**SUPPLIED RECORDS:**

§ §

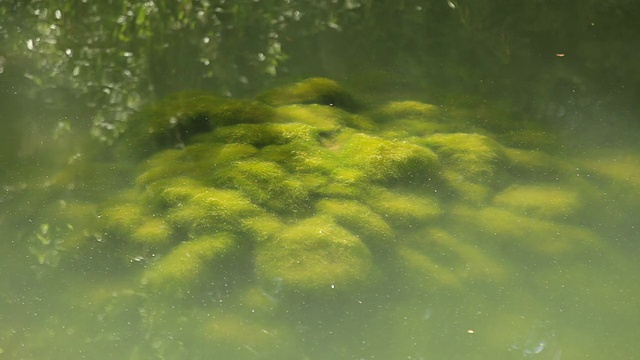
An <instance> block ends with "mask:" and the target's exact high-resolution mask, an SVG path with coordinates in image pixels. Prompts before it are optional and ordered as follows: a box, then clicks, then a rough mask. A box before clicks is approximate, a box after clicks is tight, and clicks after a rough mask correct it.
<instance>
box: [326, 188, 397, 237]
mask: <svg viewBox="0 0 640 360" xmlns="http://www.w3.org/2000/svg"><path fill="white" fill-rule="evenodd" d="M316 209H317V210H318V211H319V212H320V213H321V214H325V215H328V216H330V217H331V218H333V219H335V221H336V222H337V223H338V224H339V225H341V226H343V227H344V228H346V229H347V230H349V231H350V232H352V233H353V234H355V235H357V236H359V237H360V238H361V239H362V240H363V241H364V242H365V243H366V244H367V245H369V246H373V247H377V248H378V249H381V248H385V249H388V248H389V246H390V245H391V242H393V240H394V233H393V230H392V229H391V227H390V226H389V224H387V223H386V222H385V221H384V219H383V218H382V217H381V216H380V215H378V214H376V213H375V212H373V211H372V210H371V209H370V208H369V207H367V206H366V205H363V204H362V203H360V202H358V201H354V200H322V201H319V202H318V203H317V204H316Z"/></svg>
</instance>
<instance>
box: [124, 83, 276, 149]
mask: <svg viewBox="0 0 640 360" xmlns="http://www.w3.org/2000/svg"><path fill="white" fill-rule="evenodd" d="M273 114H274V112H273V109H272V108H271V107H269V106H267V105H265V104H262V103H259V102H254V101H245V100H237V99H231V98H224V97H220V96H216V95H213V94H210V93H206V92H201V91H186V92H179V93H176V94H173V95H170V96H168V97H167V98H165V99H163V100H161V101H159V102H158V103H156V104H154V105H152V106H151V107H149V108H148V109H146V110H145V111H143V112H142V113H141V114H140V116H139V117H140V119H139V120H138V121H135V122H134V127H133V128H132V129H130V131H129V132H128V133H127V135H126V136H125V137H124V138H123V140H122V143H123V145H124V146H125V147H129V148H134V149H135V150H133V151H134V153H135V152H139V153H140V154H139V155H142V156H146V155H149V154H151V153H152V152H155V151H158V150H159V149H166V148H172V147H181V146H184V145H185V144H187V143H189V142H190V141H189V140H190V139H191V138H192V137H193V136H195V135H197V134H200V133H205V132H209V131H211V129H213V128H215V127H218V126H224V125H231V124H247V123H266V122H270V121H271V120H272V119H273ZM140 145H142V146H143V147H140Z"/></svg>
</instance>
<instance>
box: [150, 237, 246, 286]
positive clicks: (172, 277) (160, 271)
mask: <svg viewBox="0 0 640 360" xmlns="http://www.w3.org/2000/svg"><path fill="white" fill-rule="evenodd" d="M236 250H237V245H236V240H235V239H234V238H233V237H232V236H231V235H229V234H219V235H216V236H211V235H203V236H200V237H198V238H196V239H193V240H189V241H185V242H183V243H181V244H179V245H178V246H175V247H174V248H173V249H172V250H171V251H170V252H169V253H168V254H166V255H164V256H163V257H161V258H160V259H158V260H156V261H155V262H154V263H152V264H151V265H150V266H149V267H148V268H147V269H145V271H144V273H143V274H142V280H141V281H142V284H143V285H145V286H147V287H148V288H150V289H152V290H153V291H158V292H163V293H167V294H169V295H171V296H176V297H184V296H186V295H187V292H188V291H189V290H191V289H192V288H193V287H195V286H198V285H200V286H207V285H209V284H210V283H212V282H215V280H221V279H222V278H223V275H224V273H223V272H222V267H223V264H226V263H228V260H230V258H231V257H232V256H233V253H234V252H235V251H236ZM216 270H217V274H216Z"/></svg>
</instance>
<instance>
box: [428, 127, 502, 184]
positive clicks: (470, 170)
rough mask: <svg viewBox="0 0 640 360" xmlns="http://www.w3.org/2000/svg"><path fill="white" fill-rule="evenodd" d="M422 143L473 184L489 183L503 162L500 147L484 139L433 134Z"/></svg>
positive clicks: (489, 138) (496, 144) (473, 137)
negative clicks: (435, 153)
mask: <svg viewBox="0 0 640 360" xmlns="http://www.w3.org/2000/svg"><path fill="white" fill-rule="evenodd" d="M421 143H422V144H424V145H427V146H429V147H432V148H433V149H434V150H435V151H436V153H437V154H438V155H439V156H440V159H441V160H442V162H443V163H444V164H445V165H447V166H449V167H451V168H452V169H454V170H455V171H456V172H458V173H459V174H460V175H461V176H463V177H464V178H465V179H466V180H469V181H472V182H490V181H491V180H492V179H493V178H494V175H495V171H496V169H497V166H498V164H499V163H500V161H501V160H502V158H503V153H502V149H501V146H500V144H498V143H496V142H495V141H494V140H492V139H490V138H489V137H487V136H485V135H479V134H464V133H456V134H435V135H431V136H428V137H426V138H424V140H423V141H422V142H421Z"/></svg>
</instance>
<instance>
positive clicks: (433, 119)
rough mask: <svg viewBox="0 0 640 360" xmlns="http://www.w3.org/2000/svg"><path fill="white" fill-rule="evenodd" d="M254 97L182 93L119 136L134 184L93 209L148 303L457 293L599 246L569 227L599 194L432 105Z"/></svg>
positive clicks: (319, 299) (293, 96) (495, 280)
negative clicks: (384, 288) (512, 260)
mask: <svg viewBox="0 0 640 360" xmlns="http://www.w3.org/2000/svg"><path fill="white" fill-rule="evenodd" d="M257 99H258V100H255V101H254V100H236V99H229V98H223V97H219V96H215V95H211V94H207V93H203V92H183V93H178V94H175V95H173V96H170V97H168V98H167V99H164V100H161V101H160V102H158V103H157V104H154V105H151V106H150V107H148V108H147V109H146V110H145V111H143V112H141V113H140V114H139V115H138V117H137V118H136V119H135V121H136V122H137V123H132V125H131V127H130V133H128V134H126V135H125V136H123V139H126V145H127V148H128V151H129V155H132V156H130V157H129V158H132V159H138V160H137V167H136V169H135V170H134V171H133V174H131V178H133V179H135V181H134V183H133V184H132V186H131V187H129V188H124V189H122V190H121V191H120V195H119V196H116V197H113V198H112V199H110V200H109V201H106V202H104V203H101V204H98V205H97V206H96V208H97V210H95V211H96V214H97V218H98V225H97V226H96V228H98V229H99V231H100V232H101V234H102V235H101V239H102V240H103V241H105V242H107V243H113V244H114V245H113V246H114V247H116V248H118V249H119V250H118V253H119V254H122V255H121V262H122V263H125V264H129V266H131V269H132V271H134V272H136V273H137V275H138V276H137V278H138V281H139V282H140V283H139V286H141V287H142V288H143V289H147V290H149V291H153V292H155V293H158V294H164V295H167V296H170V297H175V296H178V297H185V296H186V295H185V294H186V293H188V294H191V295H192V296H196V295H195V294H198V293H199V292H200V295H198V296H206V295H205V294H206V291H205V290H204V289H205V288H206V289H209V291H211V289H212V288H214V289H220V287H224V288H225V289H227V290H226V291H231V292H233V291H234V285H233V284H240V283H242V284H245V285H243V286H240V285H237V287H238V291H240V292H242V291H245V290H246V286H249V287H251V288H252V289H254V290H255V291H259V290H260V289H262V291H263V292H264V296H266V298H267V299H272V300H274V301H275V300H278V301H279V300H284V301H293V300H292V299H299V298H301V297H302V298H314V299H316V300H319V301H322V299H326V300H328V299H334V300H335V299H340V298H342V297H349V296H353V295H354V294H357V293H361V292H362V291H375V289H376V288H377V287H384V286H388V285H390V284H393V283H395V282H397V281H400V282H402V281H407V282H408V283H411V284H413V285H415V286H416V287H417V288H420V289H424V290H425V291H429V289H433V288H440V287H446V288H452V289H456V288H461V287H463V286H464V284H465V283H466V282H468V281H473V282H478V281H483V280H484V281H492V282H499V281H503V280H504V279H507V278H508V277H509V271H510V269H511V268H512V266H513V264H504V263H500V262H499V261H497V260H495V259H496V258H498V257H499V254H501V253H504V252H506V253H511V252H512V251H522V252H531V253H534V254H537V256H540V257H545V256H558V255H561V254H571V253H576V252H579V251H583V250H584V249H586V248H589V247H598V246H599V245H598V244H599V236H598V235H597V234H596V233H595V232H592V231H590V230H588V229H585V228H583V227H581V226H580V224H576V223H570V222H567V221H568V220H570V219H572V218H574V217H575V215H576V214H579V213H581V212H582V211H584V208H585V203H586V202H587V201H591V200H593V199H597V196H596V195H594V194H593V193H590V194H588V195H585V194H584V192H585V191H591V192H594V190H593V187H589V186H586V185H584V184H582V185H580V186H573V185H571V184H573V183H572V182H570V181H569V180H568V179H570V178H571V177H570V174H571V172H570V169H571V167H570V166H569V165H568V164H567V163H566V162H564V161H563V160H560V159H559V158H557V157H554V156H550V155H549V154H547V153H545V152H544V151H542V150H531V149H529V148H515V147H510V146H509V144H508V143H507V144H505V143H501V142H500V141H499V139H504V138H506V137H503V135H505V134H493V133H492V132H491V131H489V130H483V129H480V128H479V127H478V125H477V124H473V125H472V126H470V127H469V128H468V129H465V127H464V122H463V121H460V120H459V119H461V118H462V119H464V118H469V117H471V115H470V114H466V115H465V114H464V113H463V110H460V109H458V110H455V111H454V110H451V111H452V112H453V113H455V114H456V116H457V118H456V119H453V120H449V119H448V118H447V112H445V111H443V110H442V108H441V107H440V106H436V105H433V104H428V103H424V102H419V101H392V102H389V103H383V104H380V105H379V106H377V107H372V108H369V109H367V110H366V112H361V113H358V112H357V110H356V109H358V108H357V107H355V104H356V101H355V100H354V97H353V96H352V95H351V94H350V93H349V92H348V91H346V90H344V89H343V88H342V87H341V86H340V85H339V84H338V83H336V82H335V81H332V80H329V79H323V78H314V79H309V80H305V81H302V82H300V83H297V84H293V85H290V86H285V87H282V88H278V89H274V90H271V91H267V92H266V93H264V94H263V95H260V96H258V97H257ZM512 128H513V126H511V127H510V128H509V129H510V130H509V131H511V129H512ZM467 130H468V131H467ZM524 176H527V177H528V179H529V180H528V181H518V180H522V177H524ZM565 179H566V180H565ZM552 180H553V181H552ZM561 180H562V181H564V182H561ZM584 189H591V190H584ZM80 245H81V244H80ZM80 245H78V247H77V248H78V249H85V250H78V251H87V250H86V249H87V248H88V247H87V246H80ZM131 259H135V261H133V260H131ZM138 263H139V264H140V265H139V266H141V269H138V268H137V267H136V266H135V265H136V264H138ZM132 264H133V265H132ZM239 264H240V265H239ZM238 266H240V267H241V268H242V270H241V271H240V275H228V276H226V275H224V274H226V273H234V272H237V271H238ZM136 269H138V270H136ZM399 274H401V275H399ZM235 276H243V277H245V278H244V279H242V280H240V279H238V278H236V277H235ZM398 276H400V278H401V279H398V278H397V277H398ZM203 284H207V285H203ZM385 284H386V285H385ZM243 289H244V290H243ZM265 301H267V300H265ZM269 301H271V300H269Z"/></svg>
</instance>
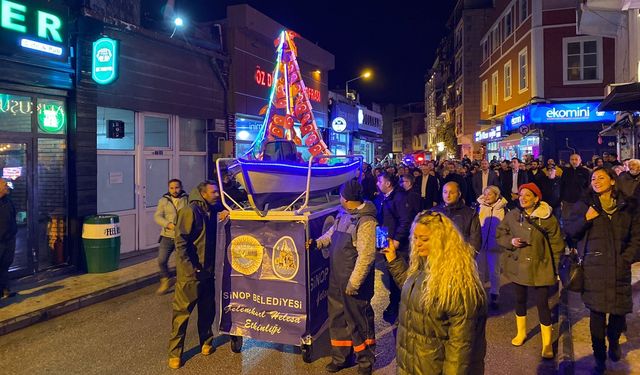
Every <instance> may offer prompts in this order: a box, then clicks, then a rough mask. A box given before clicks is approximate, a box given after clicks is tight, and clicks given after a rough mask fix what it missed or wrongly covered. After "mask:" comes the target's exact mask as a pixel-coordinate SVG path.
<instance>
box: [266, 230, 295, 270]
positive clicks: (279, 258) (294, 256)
mask: <svg viewBox="0 0 640 375" xmlns="http://www.w3.org/2000/svg"><path fill="white" fill-rule="evenodd" d="M271 265H272V266H273V272H274V273H275V274H276V276H278V277H279V278H281V279H284V280H291V279H293V278H294V277H296V275H297V274H298V269H299V268H300V256H299V255H298V249H297V248H296V243H295V242H294V241H293V238H291V237H289V236H284V237H281V238H280V239H279V240H278V242H276V244H275V245H274V246H273V256H272V257H271Z"/></svg>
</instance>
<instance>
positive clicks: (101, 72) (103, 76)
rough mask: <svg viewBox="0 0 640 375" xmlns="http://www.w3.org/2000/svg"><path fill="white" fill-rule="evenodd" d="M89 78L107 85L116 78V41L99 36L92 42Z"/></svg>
mask: <svg viewBox="0 0 640 375" xmlns="http://www.w3.org/2000/svg"><path fill="white" fill-rule="evenodd" d="M92 51H93V52H92V55H91V56H92V59H91V61H92V63H91V78H92V79H93V80H94V81H95V82H96V83H98V84H100V85H107V84H109V83H111V82H113V81H115V80H116V78H118V41H116V40H113V39H111V38H106V37H105V38H100V39H98V40H96V41H95V42H93V49H92Z"/></svg>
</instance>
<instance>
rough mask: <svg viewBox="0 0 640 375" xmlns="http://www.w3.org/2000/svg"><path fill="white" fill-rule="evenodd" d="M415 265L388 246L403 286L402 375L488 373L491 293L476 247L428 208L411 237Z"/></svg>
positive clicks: (441, 215)
mask: <svg viewBox="0 0 640 375" xmlns="http://www.w3.org/2000/svg"><path fill="white" fill-rule="evenodd" d="M410 248H411V253H410V256H409V264H408V265H407V263H406V262H405V261H404V258H403V257H399V256H396V249H395V247H394V246H393V243H392V242H391V241H390V247H389V248H387V249H385V250H383V253H384V254H385V257H386V259H387V261H388V267H389V271H390V273H391V275H392V276H393V279H394V281H395V282H396V284H397V285H398V287H400V288H401V289H402V294H401V299H400V313H399V315H398V319H399V325H398V335H397V338H396V351H397V353H396V361H397V364H398V370H397V372H398V374H403V375H404V374H407V375H409V374H411V375H413V374H483V373H484V356H485V353H486V345H487V342H486V339H485V325H486V321H487V296H486V294H485V291H484V288H483V286H482V283H481V282H480V278H479V277H478V271H477V269H476V264H475V261H474V255H475V250H474V249H473V248H472V247H471V246H470V245H469V244H468V243H466V242H465V241H464V239H463V237H462V235H461V234H460V232H459V231H458V230H457V229H456V227H455V225H454V224H453V222H452V221H451V220H450V219H449V218H447V217H446V216H444V215H443V214H441V213H438V212H433V211H422V212H421V213H419V214H418V215H417V216H416V218H415V220H414V221H413V225H412V226H411V235H410Z"/></svg>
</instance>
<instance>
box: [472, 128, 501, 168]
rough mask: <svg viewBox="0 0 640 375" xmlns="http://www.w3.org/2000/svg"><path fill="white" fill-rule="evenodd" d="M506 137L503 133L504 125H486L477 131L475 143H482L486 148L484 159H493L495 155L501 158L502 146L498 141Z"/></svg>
mask: <svg viewBox="0 0 640 375" xmlns="http://www.w3.org/2000/svg"><path fill="white" fill-rule="evenodd" d="M502 138H504V137H503V133H502V125H495V126H493V125H492V126H489V127H485V128H484V129H481V130H479V131H477V132H476V133H475V136H474V141H475V143H478V144H481V145H482V149H484V155H483V156H482V157H481V158H482V159H486V160H489V161H492V160H493V158H494V157H495V159H496V160H502V159H501V157H502V156H501V155H502V154H501V153H500V148H499V146H498V142H499V141H500V140H501V139H502Z"/></svg>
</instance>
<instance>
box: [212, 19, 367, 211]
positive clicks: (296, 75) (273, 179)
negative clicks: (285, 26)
mask: <svg viewBox="0 0 640 375" xmlns="http://www.w3.org/2000/svg"><path fill="white" fill-rule="evenodd" d="M296 36H297V34H296V33H294V32H292V31H282V32H281V33H280V35H279V36H278V38H277V39H276V40H275V42H274V44H275V46H276V47H277V57H276V66H275V69H274V73H273V77H274V79H273V82H274V84H273V86H272V89H271V92H270V95H269V98H268V103H267V105H265V106H264V107H263V108H262V109H261V110H260V115H263V116H264V120H263V123H262V126H261V128H260V131H259V132H258V135H257V136H256V139H255V141H254V142H253V144H252V145H251V147H250V148H249V150H248V151H247V153H246V154H245V155H243V156H242V157H240V158H238V159H232V160H229V159H218V161H217V170H218V178H219V179H220V180H222V170H223V169H224V168H225V165H226V168H227V170H228V172H229V173H231V174H232V175H234V176H235V177H236V179H237V180H238V182H239V183H240V184H241V185H242V186H243V188H244V189H245V191H246V192H247V195H248V201H249V204H250V206H251V208H252V209H254V210H255V211H257V212H259V213H261V214H264V213H265V212H266V211H268V210H270V209H276V208H278V209H285V210H289V209H295V210H302V209H304V207H306V205H307V204H308V202H309V200H310V199H313V198H314V197H317V196H321V195H324V194H326V193H328V192H330V191H331V190H334V189H336V188H337V187H338V186H340V185H341V184H342V183H344V182H345V181H348V180H349V179H352V178H354V177H356V172H357V170H358V168H361V166H362V157H361V156H358V155H352V156H336V155H331V153H330V152H329V149H328V148H327V145H326V144H325V143H324V141H323V140H322V135H321V133H320V131H319V129H318V126H317V124H316V120H315V117H314V115H313V111H312V107H311V102H310V101H309V96H308V94H307V90H306V86H305V84H304V81H303V79H302V74H301V72H300V67H299V66H298V61H297V57H296V56H297V47H296V44H295V43H294V38H295V37H296ZM296 125H299V132H298V130H297V127H296ZM298 147H301V148H302V147H306V149H307V151H308V156H307V157H306V159H305V157H304V156H303V155H302V153H301V152H299V151H298ZM305 154H307V153H305ZM221 162H222V164H221ZM223 164H224V165H223ZM221 168H222V169H221ZM221 195H222V197H223V203H224V204H225V206H227V208H230V209H231V207H230V206H231V205H230V204H227V202H226V200H227V198H229V197H228V196H227V195H226V194H225V193H224V190H223V189H222V191H221ZM233 203H234V204H235V206H236V208H240V209H243V207H242V205H241V204H238V202H233Z"/></svg>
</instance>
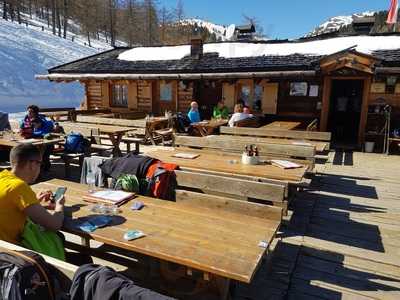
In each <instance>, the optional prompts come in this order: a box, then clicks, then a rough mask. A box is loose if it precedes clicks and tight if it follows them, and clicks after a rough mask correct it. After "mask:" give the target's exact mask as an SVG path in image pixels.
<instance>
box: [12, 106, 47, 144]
mask: <svg viewBox="0 0 400 300" xmlns="http://www.w3.org/2000/svg"><path fill="white" fill-rule="evenodd" d="M52 131H53V122H52V121H49V120H46V117H45V116H43V115H41V114H39V107H37V106H36V105H30V106H28V109H27V114H26V116H25V117H24V119H23V120H22V122H21V125H20V132H21V135H22V136H23V137H25V138H43V136H45V135H46V134H48V133H50V132H52Z"/></svg>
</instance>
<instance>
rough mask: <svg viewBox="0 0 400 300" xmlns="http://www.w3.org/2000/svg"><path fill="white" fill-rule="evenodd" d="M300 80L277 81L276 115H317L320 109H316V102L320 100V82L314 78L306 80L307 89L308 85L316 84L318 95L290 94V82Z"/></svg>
mask: <svg viewBox="0 0 400 300" xmlns="http://www.w3.org/2000/svg"><path fill="white" fill-rule="evenodd" d="M291 82H302V80H294V81H287V80H285V81H279V96H278V113H277V114H278V115H283V116H286V115H291V116H303V117H319V115H320V110H317V103H318V102H321V101H322V83H321V81H319V80H317V79H315V80H310V81H307V83H308V89H309V88H310V85H318V86H319V91H318V97H309V96H304V97H303V96H291V95H290V83H291Z"/></svg>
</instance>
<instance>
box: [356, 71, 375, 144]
mask: <svg viewBox="0 0 400 300" xmlns="http://www.w3.org/2000/svg"><path fill="white" fill-rule="evenodd" d="M371 81H372V77H368V78H365V79H364V90H363V99H362V105H361V115H360V127H359V129H358V145H359V146H361V144H362V143H363V142H364V137H365V126H366V125H367V116H368V101H369V93H370V89H371Z"/></svg>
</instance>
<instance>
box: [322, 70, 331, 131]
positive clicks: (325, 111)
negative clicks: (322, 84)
mask: <svg viewBox="0 0 400 300" xmlns="http://www.w3.org/2000/svg"><path fill="white" fill-rule="evenodd" d="M331 88H332V78H331V77H329V76H325V77H324V87H323V95H322V109H321V121H320V128H319V131H327V127H328V117H329V106H330V102H331V101H330V98H331Z"/></svg>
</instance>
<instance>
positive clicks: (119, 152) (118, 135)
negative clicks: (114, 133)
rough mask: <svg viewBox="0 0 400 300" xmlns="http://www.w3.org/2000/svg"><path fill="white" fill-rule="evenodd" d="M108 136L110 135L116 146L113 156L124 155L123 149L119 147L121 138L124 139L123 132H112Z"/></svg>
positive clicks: (113, 152) (121, 155) (110, 138)
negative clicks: (121, 150) (122, 154)
mask: <svg viewBox="0 0 400 300" xmlns="http://www.w3.org/2000/svg"><path fill="white" fill-rule="evenodd" d="M108 136H109V137H110V141H111V143H112V144H113V146H114V150H113V156H114V157H119V156H122V152H121V149H120V148H119V144H120V143H121V139H122V133H120V134H112V133H110V134H109V135H108Z"/></svg>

§ §

Count how many lines of the entries contain the word "positive", matching case exactly, and give only the number.

**RESPONSE AREA:**
12